_Passage given_
===============

As a performance measure, the Sharpe ratio itself is flawed because it consists of asset means $\mu$, which is known to suffer from misestimation error. Setting up a strategy based on in-sample data, therefore, is likely to disappoint out-of-sample when statistics diverge from what they were in-sample. Minimizing variance alone, rather than the Sharpe ratio, is automatically more impressionable of a strategy since volatility $\sigma$ is easier to estimate than $\mu$, and therefore has superior out-of-sample performance than allocating based on the Sharpe ratio. If anything, the Sharpe ratio should only be used to evaluate performance after the fact, not to initiate trades.

Stating that you managed to construct a strategy that accomplished some feat should seriously be re-considered over in terms of how you properly you backtested it. Alot of backtests are done wrong leading to disappointment when a poorly-backtested strategy is actually implemented in real life.

===============

_Given data_

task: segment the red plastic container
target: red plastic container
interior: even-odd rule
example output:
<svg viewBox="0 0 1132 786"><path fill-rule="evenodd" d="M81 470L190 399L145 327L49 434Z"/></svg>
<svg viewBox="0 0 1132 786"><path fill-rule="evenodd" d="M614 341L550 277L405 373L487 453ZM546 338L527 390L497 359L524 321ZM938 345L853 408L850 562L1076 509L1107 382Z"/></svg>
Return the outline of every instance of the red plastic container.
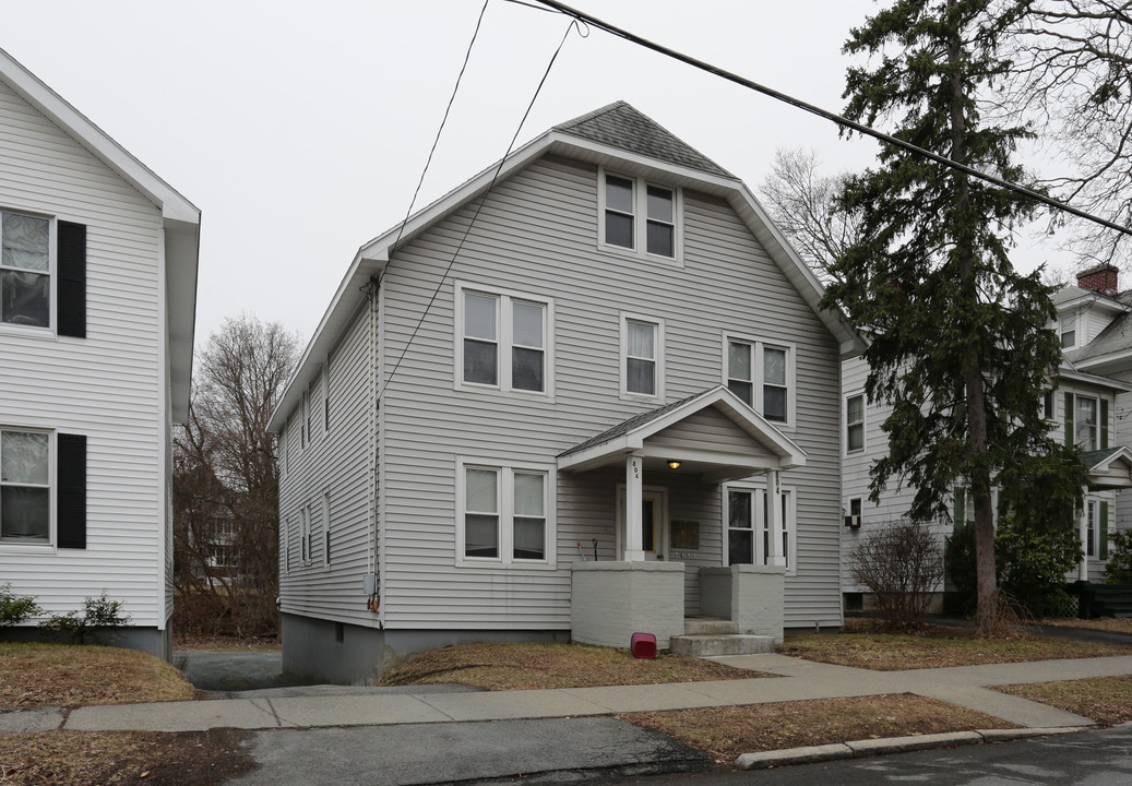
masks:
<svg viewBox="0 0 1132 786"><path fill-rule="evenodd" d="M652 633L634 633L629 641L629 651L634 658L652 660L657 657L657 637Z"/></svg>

===============

_What the task asks_
Revise everything in the Sharpe ratio passage from "Stating that you" down to "in real life.", swapping "real life" for "live trading". The items are separate material and have nothing to do with the Sharpe ratio passage.

_Answer for the task_
Stating that you managed to construct a strategy that accomplished some feat should seriously be re-considered over in terms of how you properly you backtested it. Alot of backtests are done wrong leading to disappointment when a poorly-backtested strategy is actually implemented in live trading.